WORK TASK. Write out the listing below again, precisely as it is given.
[Start of Attachment]
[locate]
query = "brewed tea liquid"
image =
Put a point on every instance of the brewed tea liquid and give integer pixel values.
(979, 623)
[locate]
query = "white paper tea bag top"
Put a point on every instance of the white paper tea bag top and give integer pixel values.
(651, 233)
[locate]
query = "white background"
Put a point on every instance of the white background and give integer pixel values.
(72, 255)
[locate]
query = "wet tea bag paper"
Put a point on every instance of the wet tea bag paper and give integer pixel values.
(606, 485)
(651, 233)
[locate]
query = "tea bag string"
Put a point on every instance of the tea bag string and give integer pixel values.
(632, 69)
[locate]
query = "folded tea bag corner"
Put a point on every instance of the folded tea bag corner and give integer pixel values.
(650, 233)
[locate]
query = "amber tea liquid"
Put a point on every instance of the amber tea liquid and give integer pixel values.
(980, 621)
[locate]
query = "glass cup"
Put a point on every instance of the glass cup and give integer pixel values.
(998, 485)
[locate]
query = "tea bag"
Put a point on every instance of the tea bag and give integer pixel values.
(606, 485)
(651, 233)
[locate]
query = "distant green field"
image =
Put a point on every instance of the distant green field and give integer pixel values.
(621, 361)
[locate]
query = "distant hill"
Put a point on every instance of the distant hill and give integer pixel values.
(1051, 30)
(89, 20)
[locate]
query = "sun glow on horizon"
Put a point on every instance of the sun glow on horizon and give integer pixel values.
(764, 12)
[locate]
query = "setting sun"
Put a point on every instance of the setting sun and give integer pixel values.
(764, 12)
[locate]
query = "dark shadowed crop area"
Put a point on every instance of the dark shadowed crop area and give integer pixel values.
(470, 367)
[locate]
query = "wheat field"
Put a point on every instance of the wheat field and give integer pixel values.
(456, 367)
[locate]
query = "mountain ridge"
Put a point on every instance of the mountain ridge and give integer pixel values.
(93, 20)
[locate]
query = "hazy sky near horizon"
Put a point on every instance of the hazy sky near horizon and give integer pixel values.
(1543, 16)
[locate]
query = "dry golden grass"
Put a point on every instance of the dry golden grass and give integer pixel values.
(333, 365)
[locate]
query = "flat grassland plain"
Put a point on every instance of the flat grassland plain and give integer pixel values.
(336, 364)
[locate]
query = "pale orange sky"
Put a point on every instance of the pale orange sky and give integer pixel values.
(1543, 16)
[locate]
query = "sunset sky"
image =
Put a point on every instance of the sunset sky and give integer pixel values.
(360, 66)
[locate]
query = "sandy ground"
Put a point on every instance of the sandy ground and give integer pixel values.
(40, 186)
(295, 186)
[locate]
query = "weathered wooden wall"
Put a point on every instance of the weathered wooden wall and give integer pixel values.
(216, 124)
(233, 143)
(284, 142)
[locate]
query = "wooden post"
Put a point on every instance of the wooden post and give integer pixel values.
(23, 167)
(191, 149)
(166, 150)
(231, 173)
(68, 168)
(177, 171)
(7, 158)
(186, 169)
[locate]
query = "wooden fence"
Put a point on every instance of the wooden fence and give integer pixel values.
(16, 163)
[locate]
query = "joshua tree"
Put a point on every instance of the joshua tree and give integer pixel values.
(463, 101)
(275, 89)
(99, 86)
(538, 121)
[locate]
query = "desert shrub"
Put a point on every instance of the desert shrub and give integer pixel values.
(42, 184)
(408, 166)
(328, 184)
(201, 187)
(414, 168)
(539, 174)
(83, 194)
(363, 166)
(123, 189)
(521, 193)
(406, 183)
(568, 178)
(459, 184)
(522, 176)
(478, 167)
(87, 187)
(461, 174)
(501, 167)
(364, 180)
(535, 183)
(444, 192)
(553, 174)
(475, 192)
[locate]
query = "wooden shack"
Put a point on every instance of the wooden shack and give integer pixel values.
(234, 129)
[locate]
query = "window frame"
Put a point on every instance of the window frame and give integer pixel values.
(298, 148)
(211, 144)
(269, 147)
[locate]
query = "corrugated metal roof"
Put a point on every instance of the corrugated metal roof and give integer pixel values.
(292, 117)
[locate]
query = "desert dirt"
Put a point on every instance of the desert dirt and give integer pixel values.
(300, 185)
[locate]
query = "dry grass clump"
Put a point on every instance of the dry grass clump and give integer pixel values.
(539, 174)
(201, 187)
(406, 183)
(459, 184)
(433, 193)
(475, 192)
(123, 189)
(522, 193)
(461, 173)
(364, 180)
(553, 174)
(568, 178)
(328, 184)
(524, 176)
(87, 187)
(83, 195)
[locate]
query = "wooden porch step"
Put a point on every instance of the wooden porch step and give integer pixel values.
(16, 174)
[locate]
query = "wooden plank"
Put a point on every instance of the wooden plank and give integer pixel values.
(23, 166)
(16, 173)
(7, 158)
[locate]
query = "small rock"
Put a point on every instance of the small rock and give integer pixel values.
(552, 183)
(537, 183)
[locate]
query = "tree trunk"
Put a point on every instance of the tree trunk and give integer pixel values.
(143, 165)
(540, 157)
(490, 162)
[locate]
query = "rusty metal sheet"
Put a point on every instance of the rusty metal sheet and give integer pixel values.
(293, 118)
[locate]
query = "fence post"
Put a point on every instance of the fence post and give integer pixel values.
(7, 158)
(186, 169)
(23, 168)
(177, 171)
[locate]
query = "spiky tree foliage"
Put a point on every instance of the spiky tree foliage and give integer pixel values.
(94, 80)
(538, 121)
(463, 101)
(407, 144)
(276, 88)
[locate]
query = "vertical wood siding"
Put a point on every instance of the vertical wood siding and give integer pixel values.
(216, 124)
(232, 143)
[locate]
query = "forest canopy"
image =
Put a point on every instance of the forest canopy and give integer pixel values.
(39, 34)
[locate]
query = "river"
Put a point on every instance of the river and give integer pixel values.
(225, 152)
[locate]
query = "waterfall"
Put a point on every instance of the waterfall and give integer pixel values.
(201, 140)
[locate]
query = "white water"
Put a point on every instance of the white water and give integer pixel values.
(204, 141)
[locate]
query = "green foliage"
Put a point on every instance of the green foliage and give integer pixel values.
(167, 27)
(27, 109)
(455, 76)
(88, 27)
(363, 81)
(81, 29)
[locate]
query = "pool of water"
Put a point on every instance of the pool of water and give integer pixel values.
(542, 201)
[End of Attachment]
EXERCISE ANSWER.
[locate]
query = "brewed tea liquid"
image =
Put a point on every instance of the brewed tea liquid and give integer pixel values.
(979, 623)
[locate]
query = "white paper tea bag top"
Put a point on every instance of the white paper tea bag top and give integer pixel values.
(651, 233)
[locate]
query = "white background"
Put a point on every instance of the white background and give integer pixel values.
(72, 255)
[locate]
query = "wet tea bag paper"
Put a point on every instance of the wet tea bag paper and give integer pixel values.
(606, 485)
(651, 233)
[locate]
query = "tea bag string"
Put a point on every instance of the tea bag string and give integer pixel values.
(632, 69)
[locate]
query = "folded tea bag corner"
Put a point on every instance of the folded tea bag corner and give integer pixel values.
(650, 233)
[locate]
query = "amber tea liquid"
Put a point on every instance of the amber tea liquid and give integer pixel values.
(980, 621)
[locate]
query = "glass cup"
Put a point on every instance of the glass cup and give integer pixel values.
(998, 485)
[locate]
query = "tea bag"
Put a point on every instance of the tea bag and give integer pixel values.
(606, 485)
(651, 233)
[locate]
query = "distant green field"
image =
Put a point on every instance of the distant green field and give integer pixel values.
(621, 361)
[locate]
query = "distant hill"
Put a point on every instance of the distant hill and give integer pixel values.
(1051, 30)
(89, 20)
[locate]
query = "sun glow on horizon"
Put a point on every instance of the sun glow on horizon and give integer pixel values.
(764, 12)
[locate]
query = "setting sun"
Put a point on every instance of the setting sun and give integer pixel values.
(764, 12)
[locate]
query = "dark shadowed crop area"
Put a point on every instance of the dark shadowed crop area and give integer pixel values.
(470, 367)
[locate]
query = "wheat field"
Put a point on every instance of the wheat field and give integer pixel values.
(456, 367)
[locate]
query = "mountain ridge"
Put a point on every instance of the mountain ridge and give integer pixel values.
(93, 20)
[locate]
query = "hazy sky near horizon"
Put a point on every instance of the hazy sky near horizon and give integer pixel values.
(1543, 16)
[locate]
query = "dry golden grass"
Put a point on every instance of the dry golden grass and give integer pixel values.
(333, 365)
[locate]
query = "flat grassland plain"
Put a point on every instance of the flat grassland plain and give integer pixel values.
(336, 364)
[locate]
query = "pale orange sky"
Put a point on every instance of the pale orange sky and give integer pixel values.
(1543, 16)
[locate]
query = "sunset sky"
image =
Put a point on every instance of the sunset sky and give integer pixel values.
(360, 66)
[locate]
query = "sandy ground"
Put a point on every instance of the sandy ground and give integer pixel values.
(40, 186)
(295, 186)
[locate]
query = "weathered wooden wall"
Put a point on every instance of the weathered wooden wall and give integer pixel values.
(216, 124)
(233, 143)
(284, 142)
[locate]
query = "wooden post"
Put a point on every instance of the wooden post and give integer pixel values.
(23, 167)
(191, 149)
(166, 150)
(231, 173)
(68, 168)
(177, 171)
(7, 158)
(186, 169)
[locate]
query = "wooden fence"
Put a point on every instance of the wooden fence and give integer pixel values.
(16, 163)
[locate]
query = "joshua tree"
Put a point on every instance of the joshua tree and give integer pixel values.
(463, 101)
(275, 89)
(99, 86)
(538, 121)
[locate]
query = "desert shrub"
Put a point on every instance of the desert shrub and give integer pixel values.
(42, 184)
(408, 166)
(328, 184)
(201, 187)
(414, 168)
(539, 174)
(83, 194)
(363, 166)
(123, 189)
(521, 193)
(406, 183)
(568, 178)
(459, 184)
(522, 176)
(478, 167)
(87, 187)
(461, 174)
(501, 167)
(364, 180)
(535, 183)
(444, 192)
(553, 174)
(475, 192)
[locate]
query = "wooden shack"
Put a point on every instance of the wooden shack and give integer pixel values.
(234, 129)
[locate]
query = "window frame"
Put a point on every instance of the window frame and give integer pixel values.
(298, 148)
(211, 144)
(269, 147)
[locate]
query = "corrugated metal roof"
Put a point on every instance of the corrugated metal roof and give integer pixel values.
(292, 117)
[locate]
query = "desert dirt"
Put a point on every instance of the desert dirt and give integer pixel values.
(300, 185)
[locate]
query = "dry grass clump"
Put a point on every instance of the dry grass clump and give integer pixel values.
(539, 174)
(201, 187)
(406, 183)
(459, 184)
(433, 193)
(475, 192)
(123, 189)
(522, 193)
(461, 173)
(364, 180)
(553, 174)
(568, 178)
(328, 184)
(524, 176)
(87, 187)
(83, 195)
[locate]
query = "wooden porch step"
Put a point on every instance of the wooden porch step and give integer pixel values.
(16, 174)
[locate]
query = "wooden plank"
Put a point on every instance of the wooden plank and give integer pixel values.
(23, 166)
(16, 173)
(7, 158)
[locate]
query = "small rock"
Put a point on every instance of the small rock and give integer pixel values.
(552, 183)
(537, 183)
[locate]
query = "tree trunk"
Put a point on every instance of the tree trunk and give integer pixel values.
(143, 165)
(540, 157)
(490, 162)
[locate]
query = "rusty metal sheet"
Put a point on every instance of the rusty metal sheet and give integer pixel values.
(293, 118)
[locate]
query = "fence post"
Put a point on every instance of the fence post and give integer pixel values.
(7, 158)
(186, 169)
(23, 168)
(177, 171)
[locate]
query = "spiky tree foliage"
Put a point on every instance of the spiky tree foliage and give integer pixel values.
(94, 80)
(538, 121)
(463, 101)
(407, 144)
(276, 88)
[locate]
query = "vertical wood siding"
Put a point on every instance of the vertical wood siding and give integer pixel values.
(216, 124)
(232, 143)
[locate]
query = "forest canopy"
image =
Put a point on every instance of the forest canopy and give integer pixel values.
(39, 34)
[locate]
query = "river"
Put a point on every instance of the river and give integer pixel values.
(225, 152)
[locate]
query = "waterfall"
Put a point on every instance of the waterfall and give integer pixel values.
(201, 140)
[locate]
query = "white water"
Put a point on every instance of the white water and give integer pixel values.
(204, 141)
[locate]
query = "green foliage"
Put a point on every instance of the green foliage and give integer pixel values.
(167, 27)
(27, 109)
(455, 76)
(88, 27)
(363, 81)
(81, 29)
[locate]
query = "pool of water"
Put a point on every instance of the pool of water and give integer pixel values.
(542, 201)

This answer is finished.